→ **PROVIDED INFORMATION**
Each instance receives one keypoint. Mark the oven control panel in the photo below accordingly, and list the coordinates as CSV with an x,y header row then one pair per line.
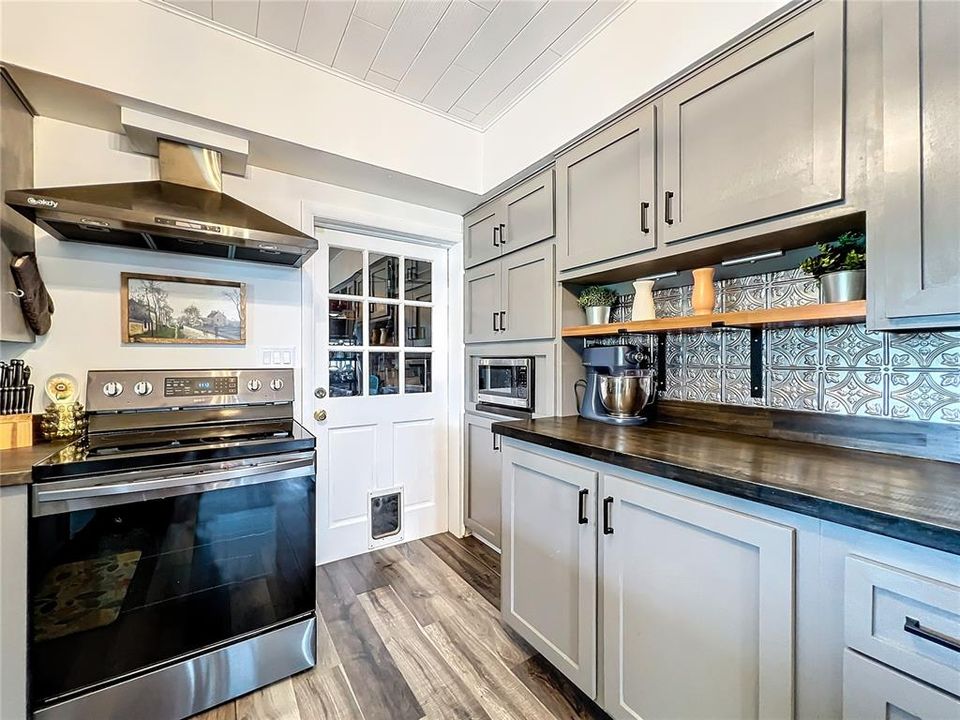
x,y
119,390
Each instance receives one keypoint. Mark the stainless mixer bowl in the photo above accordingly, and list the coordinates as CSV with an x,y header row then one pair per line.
x,y
626,395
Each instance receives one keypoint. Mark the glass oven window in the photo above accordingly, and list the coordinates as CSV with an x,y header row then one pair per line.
x,y
117,589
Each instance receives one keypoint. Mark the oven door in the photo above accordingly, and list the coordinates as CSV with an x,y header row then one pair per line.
x,y
133,570
505,382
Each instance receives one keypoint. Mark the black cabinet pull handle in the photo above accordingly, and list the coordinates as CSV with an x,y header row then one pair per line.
x,y
607,507
913,626
582,507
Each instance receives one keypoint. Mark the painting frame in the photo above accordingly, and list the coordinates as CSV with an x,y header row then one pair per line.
x,y
129,337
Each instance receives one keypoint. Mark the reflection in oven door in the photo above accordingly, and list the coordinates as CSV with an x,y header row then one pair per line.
x,y
119,588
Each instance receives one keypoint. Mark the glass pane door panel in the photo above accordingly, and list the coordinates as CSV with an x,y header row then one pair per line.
x,y
384,276
417,326
418,280
346,271
418,368
346,322
346,374
384,373
383,324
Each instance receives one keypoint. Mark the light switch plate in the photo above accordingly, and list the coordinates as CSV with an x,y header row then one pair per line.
x,y
278,356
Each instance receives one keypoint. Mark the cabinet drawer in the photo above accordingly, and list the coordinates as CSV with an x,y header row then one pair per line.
x,y
907,621
872,691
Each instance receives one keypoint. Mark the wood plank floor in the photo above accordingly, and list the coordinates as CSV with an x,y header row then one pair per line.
x,y
413,631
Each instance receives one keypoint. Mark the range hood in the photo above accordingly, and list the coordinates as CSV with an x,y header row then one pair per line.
x,y
185,212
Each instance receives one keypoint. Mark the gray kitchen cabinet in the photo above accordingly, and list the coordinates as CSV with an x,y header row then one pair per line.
x,y
872,691
913,243
16,172
511,298
521,217
549,560
606,193
759,134
483,463
698,608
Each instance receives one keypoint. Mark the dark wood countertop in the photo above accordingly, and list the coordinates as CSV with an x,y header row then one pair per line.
x,y
16,464
905,498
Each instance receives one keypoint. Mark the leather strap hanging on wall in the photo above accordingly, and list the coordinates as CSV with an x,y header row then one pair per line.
x,y
36,303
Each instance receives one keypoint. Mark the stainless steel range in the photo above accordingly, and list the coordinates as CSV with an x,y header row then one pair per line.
x,y
172,551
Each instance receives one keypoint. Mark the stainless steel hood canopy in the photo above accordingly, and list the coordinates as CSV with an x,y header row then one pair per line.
x,y
184,212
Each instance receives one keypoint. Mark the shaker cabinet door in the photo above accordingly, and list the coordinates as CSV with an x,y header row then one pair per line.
x,y
549,574
527,294
760,133
481,303
698,614
913,242
481,236
606,187
483,471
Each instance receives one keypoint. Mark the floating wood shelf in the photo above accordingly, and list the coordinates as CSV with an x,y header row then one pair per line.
x,y
825,314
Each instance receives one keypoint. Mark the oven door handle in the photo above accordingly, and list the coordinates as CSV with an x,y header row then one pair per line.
x,y
69,495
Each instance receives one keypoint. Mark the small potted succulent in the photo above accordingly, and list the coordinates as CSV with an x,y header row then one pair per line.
x,y
840,267
597,301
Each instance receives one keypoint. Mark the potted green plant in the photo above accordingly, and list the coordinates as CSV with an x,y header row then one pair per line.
x,y
597,301
840,267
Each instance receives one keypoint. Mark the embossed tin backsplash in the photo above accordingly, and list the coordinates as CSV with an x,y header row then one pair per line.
x,y
840,369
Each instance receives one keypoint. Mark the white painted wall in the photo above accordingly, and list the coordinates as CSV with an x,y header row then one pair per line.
x,y
84,280
138,50
645,45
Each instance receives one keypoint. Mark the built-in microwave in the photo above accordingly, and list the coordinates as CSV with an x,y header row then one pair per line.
x,y
505,382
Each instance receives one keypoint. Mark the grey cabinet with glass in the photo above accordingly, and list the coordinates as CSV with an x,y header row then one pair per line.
x,y
520,217
511,298
483,471
913,243
606,193
549,560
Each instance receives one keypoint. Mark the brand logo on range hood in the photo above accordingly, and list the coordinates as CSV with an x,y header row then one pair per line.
x,y
41,202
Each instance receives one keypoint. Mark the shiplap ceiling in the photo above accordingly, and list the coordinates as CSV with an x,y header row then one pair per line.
x,y
467,58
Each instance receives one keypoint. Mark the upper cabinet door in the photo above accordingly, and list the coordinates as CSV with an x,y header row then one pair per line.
x,y
693,586
527,294
481,235
481,303
913,241
606,188
527,213
760,133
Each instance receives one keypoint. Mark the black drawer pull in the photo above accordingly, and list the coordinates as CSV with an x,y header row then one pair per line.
x,y
582,507
607,507
913,626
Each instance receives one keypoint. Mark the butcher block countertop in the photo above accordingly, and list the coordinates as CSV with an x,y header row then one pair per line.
x,y
911,499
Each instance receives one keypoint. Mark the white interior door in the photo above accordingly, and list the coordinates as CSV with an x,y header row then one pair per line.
x,y
380,374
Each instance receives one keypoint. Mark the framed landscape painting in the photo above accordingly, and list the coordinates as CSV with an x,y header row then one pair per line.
x,y
185,311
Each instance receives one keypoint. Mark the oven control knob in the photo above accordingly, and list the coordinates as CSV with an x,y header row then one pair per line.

→ **WHAT YOU ARE ASKED TO DO**
Please output every line of the listing as it stands, and omit its images.

→ **PROBLEM SOLUTION**
Each instance receives one keypoint. Mark the oven control panel in the photo below accordingly, and list the coordinates as CSV with an x,y header row then one pair per line.
x,y
119,390
Each instance receives one keypoint. Mark the stainless mixer bowl in the photo above accordingly, and list the coordinates as CSV with an x,y header row then one pair per line.
x,y
626,395
Each instance receives one keypoint. Mark the glass oven window in the photo above accordingly, and list the coordinates as CSV with an x,y header row then one pair per line.
x,y
117,589
Each instance receives one keypoint. Mark the oven door in the photo above accordingly, and list the coordinates as CSV with an x,y header row then one pair per line.
x,y
133,570
505,382
Each instance receives one keypoint. Mark the black cabinet pull handle in the photo above accordingly, and list the coordinates as CSV with an x,y header row then one pair per line.
x,y
607,507
913,626
582,507
Each instance receives one keypoint. Mark the painting frame in the photo above accordingly, and list the coordinates as CSV with an x,y header row then one pair per line.
x,y
129,337
Each instance receives one keypoint. Mark the reflection in oven door in the photo above accordingly, and list the coordinates as CSV with an x,y header row then one pair per line.
x,y
119,588
Each instance receives one keypoint. Mark the glass pane door panel in the photo above accordingly, and list the coordinates as CSV with an x,y header row then one pair per line.
x,y
384,276
417,326
418,280
346,271
418,368
346,322
346,374
384,373
383,324
Each instance receives one keypoint. Mark the light switch plate in the photo above accordingly, and list the coordinates as CSV with an x,y header row then one pair per line.
x,y
278,356
Each instance receives one keypoint. Mark the cabinet drawer in the photo above accordingly, and list the coordinates as CSV with an x,y header row then one pair per line.
x,y
907,621
872,691
Each instance receives one keypoint. Mark the wood plank floor in the photo above accordingly, and list the coordinates as CSV with an x,y header row then one pair per line.
x,y
413,631
Each instance receives one keypoint. Mark the range hood in the photo above accordingly, and list the coordinates as CSV with an x,y header row then one pair per line.
x,y
185,212
Each instance receives one keypoint. Mark the gray kitchen cabinet in the photo above accordingly, and list the coordinates as CSV with an x,y header row then one pair per line.
x,y
872,691
913,243
16,172
511,298
521,217
549,560
606,193
759,134
483,463
698,608
Each instance receives one keypoint. Mark the dark wood countertop in the photo above accordingly, and list the coordinates as CSV with an x,y header row then one pair per line.
x,y
16,464
905,498
Each instance receives one keypoint. Mark the leather strap hanging on wall in the photo above accordingly, and list the coordinates as CSV with an x,y header row then one pair per line.
x,y
36,303
Each instance receives one keypoint. Mark the stainless steel range in the photo above accordingly, and list the coordinates as CSV with an x,y header row then one pair per line.
x,y
172,551
Each instance receives one keypoint. Mark the stainless steel hood canopy in the photo above accordingly, and list the coordinates as CSV with an x,y header row then one pair per line.
x,y
184,212
Each instance receives one keypoint. Mark the shaker cabinet door in the photo above accordingly, and list the coordinates as CSV with an x,y header row then one pair per line.
x,y
549,574
527,294
760,133
481,303
698,614
913,242
481,236
606,187
483,471
Each instance receives one keypoint. Mark the floating wood shelf in the photo above accordingly, and list the coordinates as CSV with an x,y header row then one pair per line.
x,y
825,314
Each instance receives one keypoint. Mark the oven door handle in the photo above accordingly, and list the coordinates as CSV with an x,y header row then one pair per line.
x,y
69,495
Each instance receives one keypoint. Mark the small potted succulent in the photo above accordingly, and list the coordinates as CSV with an x,y header row then one pair per line.
x,y
840,267
597,301
Each instance receives one keypoint. Mark the potted green plant in the photo above accordingly, and list the coordinates as CSV with an x,y header row then one pair per line.
x,y
597,301
840,267
Each instance receives one keypoint. Mark the embossed tin backsplash in the photo above accordingly, and list the coordinates as CSV with an x,y header row then one pair per line.
x,y
840,369
Each instance receives one keypoint. Mark the white painted wall in the photo above accordingly, and list the coordinates as CSV with an x,y header row then one pair per line.
x,y
84,280
138,50
645,45
Each instance receives one keypoint. Mark the built-in microwave in the photo above accordingly, and list the coordinates as CSV with an x,y header row then one pair per line.
x,y
505,382
Each instance receives one keypoint. Mark the grey cabinet with glass in the photo above accordingly, and list the coordinates as CSV with an x,y header row then one pair per line.
x,y
520,217
511,298
483,471
913,243
606,193
549,560
Each instance receives one keypoint. Mark the brand logo on range hood in the photo above accordingly, and list the coordinates as CSV with an x,y header row then one pair per line.
x,y
41,202
Each instance receives one keypoint. Mark the shiplap ceiling in the photo above accordingly, and list the coordinates as CSV with an x,y header row then one pair per line.
x,y
467,58
Each instance receives one keypoint. Mark the upper cabinet door in the photo above accordingly, and list the coordinates as CSV with an x,y header row then one pair per line.
x,y
693,586
527,294
481,235
481,303
913,241
606,188
527,213
760,133
Each instance receives one keypoint. Mark the black drawer pull in the photo above accordingly, and list the coordinates as CSV with an x,y header row then one pair per line.
x,y
582,507
607,507
913,626
Each instance receives one keypoint. Mark the butcher block countertop in the photo above accordingly, and list the coordinates as CSV with an x,y header row then one pair per line.
x,y
911,499
Each instance receives one keypoint. Mark the white interior door in the photo above accordingly, and list the coordinates as CSV with an x,y header row then one pair per line.
x,y
380,374
Each instance receives one keypoint. Mark the framed landscape painting in the photo above accordingly, and list the coordinates as CSV with an x,y header row then one pair per line.
x,y
185,311
Each instance receives one keypoint. Mark the oven control knob in the photo above accordingly, and list the coordinates as CSV with an x,y header row then one pair per line.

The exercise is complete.